Humor a la quindiana

Por: Gustavo Páez Escobar

El sexo está de moda. Es tema que las beatas asustadizas rechazan por pecaminoso, como un aliado de los infiernos, y que todos admiten, hasta ellas en sus intimidades, como un elemento inseparable de la condi­ción humana. El mundo gira alrede­dor del sexo. Es quizá el mayor ingrediente de la felicidad, aunque también de la infelicidad. Tratándose de un instinto natural, es necio igno­rarlo.

Por la maldición que cayó en el paraíso terrenal, de allí nació un gran temor a los actos prohibidos. «No comerás de este árbol», le dijo Dios al hombre, y como el hombre había sido creado con apetito, comió. La pareja, sorprendida en desobediencia, o sea, en acto de pecado, fue arrojada del paraíso, para que el mundo en­tendiera lo que es lícito y lo que es ilícito.

- **SOLICITUD ESCRITA A**: Extrae de los registros, sin alterar nada, el tramo que empieza en la línea que contiene "Can you see the potted" y termina en la que contiene "[[86, 187]]". Incluye ambas líneas.

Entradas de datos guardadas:

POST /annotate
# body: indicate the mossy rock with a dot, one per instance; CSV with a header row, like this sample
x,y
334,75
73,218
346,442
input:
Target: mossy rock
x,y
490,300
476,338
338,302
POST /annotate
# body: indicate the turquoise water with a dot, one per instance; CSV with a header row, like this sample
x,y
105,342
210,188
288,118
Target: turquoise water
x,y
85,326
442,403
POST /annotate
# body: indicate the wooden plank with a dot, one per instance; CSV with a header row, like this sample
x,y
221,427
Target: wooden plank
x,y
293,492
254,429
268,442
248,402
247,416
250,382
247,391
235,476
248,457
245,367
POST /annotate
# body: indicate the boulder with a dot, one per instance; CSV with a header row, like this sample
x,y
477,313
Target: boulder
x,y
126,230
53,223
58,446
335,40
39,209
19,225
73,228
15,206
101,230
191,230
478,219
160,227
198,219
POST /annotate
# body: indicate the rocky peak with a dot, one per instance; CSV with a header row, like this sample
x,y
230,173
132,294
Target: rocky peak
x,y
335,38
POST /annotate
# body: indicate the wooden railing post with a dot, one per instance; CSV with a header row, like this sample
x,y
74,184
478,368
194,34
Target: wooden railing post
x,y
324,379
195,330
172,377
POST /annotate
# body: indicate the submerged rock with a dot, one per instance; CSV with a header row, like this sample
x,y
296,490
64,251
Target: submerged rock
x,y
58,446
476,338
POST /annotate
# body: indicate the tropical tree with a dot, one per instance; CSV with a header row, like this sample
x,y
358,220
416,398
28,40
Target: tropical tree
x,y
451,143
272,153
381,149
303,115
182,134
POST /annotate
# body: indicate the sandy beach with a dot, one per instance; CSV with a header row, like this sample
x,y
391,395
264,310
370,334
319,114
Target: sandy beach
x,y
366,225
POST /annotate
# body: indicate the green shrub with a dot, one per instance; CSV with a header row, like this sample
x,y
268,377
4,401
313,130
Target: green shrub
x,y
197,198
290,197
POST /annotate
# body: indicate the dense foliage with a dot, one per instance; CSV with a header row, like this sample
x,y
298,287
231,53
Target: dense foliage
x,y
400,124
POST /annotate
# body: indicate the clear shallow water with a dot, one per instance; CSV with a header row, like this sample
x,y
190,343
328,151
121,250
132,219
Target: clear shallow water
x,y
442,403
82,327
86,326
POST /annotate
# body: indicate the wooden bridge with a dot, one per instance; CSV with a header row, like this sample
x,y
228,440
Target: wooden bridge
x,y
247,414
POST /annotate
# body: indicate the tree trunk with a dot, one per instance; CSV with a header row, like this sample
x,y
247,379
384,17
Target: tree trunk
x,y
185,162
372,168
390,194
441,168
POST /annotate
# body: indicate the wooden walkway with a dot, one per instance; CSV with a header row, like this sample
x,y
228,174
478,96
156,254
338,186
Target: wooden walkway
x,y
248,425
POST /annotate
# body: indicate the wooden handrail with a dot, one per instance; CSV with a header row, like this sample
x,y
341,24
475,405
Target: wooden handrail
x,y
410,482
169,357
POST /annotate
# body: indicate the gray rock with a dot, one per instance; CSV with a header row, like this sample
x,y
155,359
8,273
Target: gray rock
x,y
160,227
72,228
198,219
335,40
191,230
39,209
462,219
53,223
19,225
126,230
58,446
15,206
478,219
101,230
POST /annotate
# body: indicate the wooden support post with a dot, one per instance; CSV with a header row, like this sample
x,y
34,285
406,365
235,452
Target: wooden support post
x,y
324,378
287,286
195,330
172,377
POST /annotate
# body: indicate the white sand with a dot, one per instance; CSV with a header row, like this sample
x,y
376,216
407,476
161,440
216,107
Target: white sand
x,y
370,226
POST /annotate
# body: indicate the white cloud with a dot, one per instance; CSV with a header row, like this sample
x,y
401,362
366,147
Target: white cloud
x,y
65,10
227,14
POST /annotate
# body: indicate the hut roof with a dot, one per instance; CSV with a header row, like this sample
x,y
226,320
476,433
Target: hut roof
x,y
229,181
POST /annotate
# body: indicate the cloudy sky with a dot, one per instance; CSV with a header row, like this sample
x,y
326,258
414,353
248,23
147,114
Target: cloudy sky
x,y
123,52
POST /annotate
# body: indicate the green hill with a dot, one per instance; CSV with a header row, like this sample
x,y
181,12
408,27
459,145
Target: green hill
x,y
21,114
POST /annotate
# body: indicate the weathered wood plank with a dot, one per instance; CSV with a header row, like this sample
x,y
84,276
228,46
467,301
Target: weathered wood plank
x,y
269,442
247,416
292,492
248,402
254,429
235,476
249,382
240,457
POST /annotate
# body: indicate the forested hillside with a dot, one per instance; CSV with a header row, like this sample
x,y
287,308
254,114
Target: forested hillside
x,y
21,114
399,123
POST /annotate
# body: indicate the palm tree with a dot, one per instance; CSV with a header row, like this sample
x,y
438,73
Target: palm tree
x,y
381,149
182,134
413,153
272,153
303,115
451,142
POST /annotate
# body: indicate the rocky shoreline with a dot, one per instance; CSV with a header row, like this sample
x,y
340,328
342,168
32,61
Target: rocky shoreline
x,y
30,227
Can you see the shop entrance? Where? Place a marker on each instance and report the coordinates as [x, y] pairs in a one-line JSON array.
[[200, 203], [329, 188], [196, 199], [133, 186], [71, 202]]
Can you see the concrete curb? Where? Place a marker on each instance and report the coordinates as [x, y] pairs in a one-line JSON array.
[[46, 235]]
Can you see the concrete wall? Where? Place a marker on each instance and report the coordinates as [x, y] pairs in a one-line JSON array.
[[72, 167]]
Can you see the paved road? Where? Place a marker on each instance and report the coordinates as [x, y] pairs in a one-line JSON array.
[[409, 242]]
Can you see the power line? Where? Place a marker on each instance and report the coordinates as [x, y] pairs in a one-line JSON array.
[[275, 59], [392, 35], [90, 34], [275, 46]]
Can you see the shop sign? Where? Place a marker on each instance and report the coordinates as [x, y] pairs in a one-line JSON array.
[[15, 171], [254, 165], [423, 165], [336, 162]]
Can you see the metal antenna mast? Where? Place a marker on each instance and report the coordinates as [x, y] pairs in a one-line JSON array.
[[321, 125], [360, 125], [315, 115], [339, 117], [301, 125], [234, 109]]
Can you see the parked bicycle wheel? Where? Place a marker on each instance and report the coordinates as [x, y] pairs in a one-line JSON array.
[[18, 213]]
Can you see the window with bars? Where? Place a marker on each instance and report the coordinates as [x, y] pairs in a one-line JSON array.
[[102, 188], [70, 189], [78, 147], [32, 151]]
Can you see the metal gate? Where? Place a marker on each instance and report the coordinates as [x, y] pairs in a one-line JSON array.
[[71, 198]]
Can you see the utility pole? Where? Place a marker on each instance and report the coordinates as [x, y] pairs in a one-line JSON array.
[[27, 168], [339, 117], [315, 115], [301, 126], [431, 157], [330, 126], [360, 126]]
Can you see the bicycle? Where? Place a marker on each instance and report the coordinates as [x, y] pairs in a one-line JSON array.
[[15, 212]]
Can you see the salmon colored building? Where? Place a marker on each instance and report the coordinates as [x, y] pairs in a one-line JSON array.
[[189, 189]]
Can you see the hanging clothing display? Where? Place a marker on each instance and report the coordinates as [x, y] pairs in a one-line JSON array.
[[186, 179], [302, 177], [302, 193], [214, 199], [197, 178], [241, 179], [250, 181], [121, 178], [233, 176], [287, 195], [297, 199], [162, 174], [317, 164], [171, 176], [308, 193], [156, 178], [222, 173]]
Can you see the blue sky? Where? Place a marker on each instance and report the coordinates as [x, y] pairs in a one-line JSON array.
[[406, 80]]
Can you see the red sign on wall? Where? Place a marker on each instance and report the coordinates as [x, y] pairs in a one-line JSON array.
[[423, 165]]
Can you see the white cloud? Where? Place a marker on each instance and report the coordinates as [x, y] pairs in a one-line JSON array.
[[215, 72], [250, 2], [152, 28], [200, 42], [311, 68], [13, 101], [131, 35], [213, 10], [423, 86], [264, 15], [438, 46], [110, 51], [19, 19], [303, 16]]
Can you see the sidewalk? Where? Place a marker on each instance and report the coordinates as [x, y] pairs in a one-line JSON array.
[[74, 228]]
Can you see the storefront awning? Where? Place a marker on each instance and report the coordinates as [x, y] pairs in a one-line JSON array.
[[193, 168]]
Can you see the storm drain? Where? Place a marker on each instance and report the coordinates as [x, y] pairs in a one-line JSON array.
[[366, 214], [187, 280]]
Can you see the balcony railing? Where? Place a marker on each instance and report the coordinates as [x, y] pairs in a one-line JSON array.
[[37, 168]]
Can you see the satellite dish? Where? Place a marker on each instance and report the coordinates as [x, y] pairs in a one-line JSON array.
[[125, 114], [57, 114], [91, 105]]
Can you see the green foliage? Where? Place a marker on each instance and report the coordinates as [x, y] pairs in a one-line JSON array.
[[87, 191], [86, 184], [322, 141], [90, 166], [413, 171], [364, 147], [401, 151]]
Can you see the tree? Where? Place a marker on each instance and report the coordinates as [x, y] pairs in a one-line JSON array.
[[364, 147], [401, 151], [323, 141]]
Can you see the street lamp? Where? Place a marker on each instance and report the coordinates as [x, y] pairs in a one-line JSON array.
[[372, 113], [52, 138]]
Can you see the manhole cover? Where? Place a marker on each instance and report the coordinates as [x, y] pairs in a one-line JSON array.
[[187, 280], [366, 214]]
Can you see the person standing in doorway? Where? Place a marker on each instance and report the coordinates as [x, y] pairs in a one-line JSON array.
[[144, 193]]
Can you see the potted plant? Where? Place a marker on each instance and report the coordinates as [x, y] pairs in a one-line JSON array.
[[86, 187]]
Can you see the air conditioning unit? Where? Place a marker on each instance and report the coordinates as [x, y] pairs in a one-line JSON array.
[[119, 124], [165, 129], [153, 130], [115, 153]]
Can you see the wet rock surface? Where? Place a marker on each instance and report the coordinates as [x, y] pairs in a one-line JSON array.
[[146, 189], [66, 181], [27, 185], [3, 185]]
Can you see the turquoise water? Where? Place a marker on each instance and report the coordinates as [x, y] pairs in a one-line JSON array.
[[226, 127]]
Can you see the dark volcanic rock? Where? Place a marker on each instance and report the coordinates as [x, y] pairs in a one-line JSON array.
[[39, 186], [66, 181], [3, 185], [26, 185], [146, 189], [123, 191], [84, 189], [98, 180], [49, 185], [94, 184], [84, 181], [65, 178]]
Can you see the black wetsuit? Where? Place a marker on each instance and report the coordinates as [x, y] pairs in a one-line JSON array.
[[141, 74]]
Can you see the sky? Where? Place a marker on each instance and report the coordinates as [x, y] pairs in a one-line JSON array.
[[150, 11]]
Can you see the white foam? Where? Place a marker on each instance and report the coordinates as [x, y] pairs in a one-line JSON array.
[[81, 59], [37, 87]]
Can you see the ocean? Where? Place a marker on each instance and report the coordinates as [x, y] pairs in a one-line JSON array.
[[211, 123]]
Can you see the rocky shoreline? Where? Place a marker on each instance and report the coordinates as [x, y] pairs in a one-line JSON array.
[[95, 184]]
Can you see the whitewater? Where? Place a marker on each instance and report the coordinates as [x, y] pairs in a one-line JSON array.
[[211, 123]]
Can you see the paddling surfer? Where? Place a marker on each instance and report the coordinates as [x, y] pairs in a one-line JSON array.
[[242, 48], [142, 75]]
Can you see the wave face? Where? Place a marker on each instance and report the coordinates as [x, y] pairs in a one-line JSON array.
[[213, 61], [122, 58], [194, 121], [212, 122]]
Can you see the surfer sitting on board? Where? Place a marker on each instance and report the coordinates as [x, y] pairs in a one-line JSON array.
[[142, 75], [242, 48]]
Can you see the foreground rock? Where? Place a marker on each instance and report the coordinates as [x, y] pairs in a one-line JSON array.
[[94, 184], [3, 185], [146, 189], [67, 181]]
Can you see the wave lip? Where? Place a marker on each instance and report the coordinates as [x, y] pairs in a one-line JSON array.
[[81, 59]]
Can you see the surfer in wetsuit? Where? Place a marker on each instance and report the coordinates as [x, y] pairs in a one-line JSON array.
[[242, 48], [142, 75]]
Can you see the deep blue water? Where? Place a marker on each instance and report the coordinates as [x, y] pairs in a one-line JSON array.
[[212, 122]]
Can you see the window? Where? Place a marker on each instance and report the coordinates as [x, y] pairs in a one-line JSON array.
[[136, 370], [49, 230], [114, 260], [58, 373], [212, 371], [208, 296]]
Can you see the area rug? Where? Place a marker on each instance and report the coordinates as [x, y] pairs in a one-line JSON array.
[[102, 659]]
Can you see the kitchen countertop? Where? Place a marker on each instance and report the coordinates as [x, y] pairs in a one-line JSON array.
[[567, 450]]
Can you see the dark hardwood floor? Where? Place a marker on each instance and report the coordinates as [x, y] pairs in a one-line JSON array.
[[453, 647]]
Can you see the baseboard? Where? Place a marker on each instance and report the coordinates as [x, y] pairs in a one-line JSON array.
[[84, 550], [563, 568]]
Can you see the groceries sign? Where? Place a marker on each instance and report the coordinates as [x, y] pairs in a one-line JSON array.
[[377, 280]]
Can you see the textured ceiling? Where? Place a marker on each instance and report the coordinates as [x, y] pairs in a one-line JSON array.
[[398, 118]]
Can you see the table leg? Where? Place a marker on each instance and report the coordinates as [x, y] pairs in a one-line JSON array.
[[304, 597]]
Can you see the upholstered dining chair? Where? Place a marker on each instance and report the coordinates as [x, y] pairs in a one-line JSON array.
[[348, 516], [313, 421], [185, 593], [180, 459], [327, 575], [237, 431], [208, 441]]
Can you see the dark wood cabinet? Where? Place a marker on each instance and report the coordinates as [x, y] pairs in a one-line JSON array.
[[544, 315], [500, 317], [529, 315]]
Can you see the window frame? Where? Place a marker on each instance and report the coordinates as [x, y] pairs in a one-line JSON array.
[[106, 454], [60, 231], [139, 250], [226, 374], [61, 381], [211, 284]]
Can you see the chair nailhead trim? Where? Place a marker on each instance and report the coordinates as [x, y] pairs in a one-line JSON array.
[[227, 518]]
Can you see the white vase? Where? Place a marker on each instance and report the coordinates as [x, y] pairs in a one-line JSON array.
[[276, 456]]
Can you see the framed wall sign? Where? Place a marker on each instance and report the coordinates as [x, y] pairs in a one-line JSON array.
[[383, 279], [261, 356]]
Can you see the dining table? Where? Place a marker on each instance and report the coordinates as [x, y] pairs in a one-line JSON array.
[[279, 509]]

- **SOLICITUD ESCRITA B**: Copia íntegro y sin cambios el texto sobre el sexo y la expulsión del paraíso.

- **RESULTADO OBTENIDO A**:
Can you see the potted plant? Where? Place a marker on each instance and report the coordinates as [x, y] pairs in a one-line JSON array.
[[86, 187]]

- **RESULTADO OBTENIDO B**:
Humor a la quindiana

Por: Gustavo Páez Escobar

El sexo está de moda. Es tema que las beatas asustadizas rechazan por pecaminoso, como un aliado de los infiernos, y que todos admiten, hasta ellas en sus intimidades, como un elemento inseparable de la condi­ción humana. El mundo gira alrede­dor del sexo. Es quizá el mayor ingrediente de la felicidad, aunque también de la infelicidad. Tratándose de un instinto natural, es necio igno­rarlo.

Por la maldición que cayó en el paraíso terrenal, de allí nació un gran temor a los actos prohibidos. «No comerás de este árbol», le dijo Dios al hombre, y como el hombre había sido creado con apetito, comió. La pareja, sorprendida en desobediencia, o sea, en acto de pecado, fue arrojada del paraíso, para que el mundo en­tendiera lo que es lícito y lo que es ilícito.